• Input for this task:
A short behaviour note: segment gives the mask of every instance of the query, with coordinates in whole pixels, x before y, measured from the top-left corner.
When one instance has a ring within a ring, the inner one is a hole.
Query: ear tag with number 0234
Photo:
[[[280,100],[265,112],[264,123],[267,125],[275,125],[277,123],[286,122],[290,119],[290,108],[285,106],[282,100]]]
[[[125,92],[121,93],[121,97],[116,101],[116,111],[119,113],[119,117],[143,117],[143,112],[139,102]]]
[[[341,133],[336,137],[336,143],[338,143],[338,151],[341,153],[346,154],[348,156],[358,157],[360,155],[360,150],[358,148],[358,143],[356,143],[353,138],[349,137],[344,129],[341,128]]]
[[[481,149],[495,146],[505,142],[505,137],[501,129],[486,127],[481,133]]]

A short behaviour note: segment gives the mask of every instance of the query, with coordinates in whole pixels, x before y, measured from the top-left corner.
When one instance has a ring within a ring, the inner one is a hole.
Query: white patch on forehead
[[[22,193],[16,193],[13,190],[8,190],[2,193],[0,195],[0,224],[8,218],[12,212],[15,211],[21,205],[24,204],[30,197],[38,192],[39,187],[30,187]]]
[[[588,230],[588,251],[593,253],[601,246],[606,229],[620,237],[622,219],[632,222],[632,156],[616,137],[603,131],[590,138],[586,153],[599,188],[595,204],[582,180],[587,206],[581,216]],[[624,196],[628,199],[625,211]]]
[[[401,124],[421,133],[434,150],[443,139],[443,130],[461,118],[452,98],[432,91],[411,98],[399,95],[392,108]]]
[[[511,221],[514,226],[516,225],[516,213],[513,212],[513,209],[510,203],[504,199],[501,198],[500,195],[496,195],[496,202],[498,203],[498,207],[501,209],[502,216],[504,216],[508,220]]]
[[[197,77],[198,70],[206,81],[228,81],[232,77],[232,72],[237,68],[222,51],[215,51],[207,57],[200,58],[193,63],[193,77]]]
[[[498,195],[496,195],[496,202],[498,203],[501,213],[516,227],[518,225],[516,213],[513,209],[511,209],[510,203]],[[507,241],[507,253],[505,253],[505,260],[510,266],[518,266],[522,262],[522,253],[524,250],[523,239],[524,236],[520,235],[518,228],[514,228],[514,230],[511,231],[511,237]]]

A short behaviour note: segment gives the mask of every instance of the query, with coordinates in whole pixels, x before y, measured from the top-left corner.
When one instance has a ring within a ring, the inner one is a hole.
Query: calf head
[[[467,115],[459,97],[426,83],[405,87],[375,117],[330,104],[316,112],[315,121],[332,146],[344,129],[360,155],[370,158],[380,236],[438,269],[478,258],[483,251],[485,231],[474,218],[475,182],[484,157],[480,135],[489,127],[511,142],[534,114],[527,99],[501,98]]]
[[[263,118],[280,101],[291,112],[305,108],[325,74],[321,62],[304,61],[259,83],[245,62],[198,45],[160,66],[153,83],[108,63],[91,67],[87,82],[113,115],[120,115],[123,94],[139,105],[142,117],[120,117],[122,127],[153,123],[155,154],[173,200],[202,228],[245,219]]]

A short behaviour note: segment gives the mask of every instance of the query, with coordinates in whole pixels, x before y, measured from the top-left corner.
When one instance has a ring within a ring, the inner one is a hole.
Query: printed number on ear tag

• Problem:
Gather each line of the rows above that contains the word "number". Treat uppercase and lowercase as different.

• Final result:
Query: ear tag with number 0234
Query: printed number on ear tag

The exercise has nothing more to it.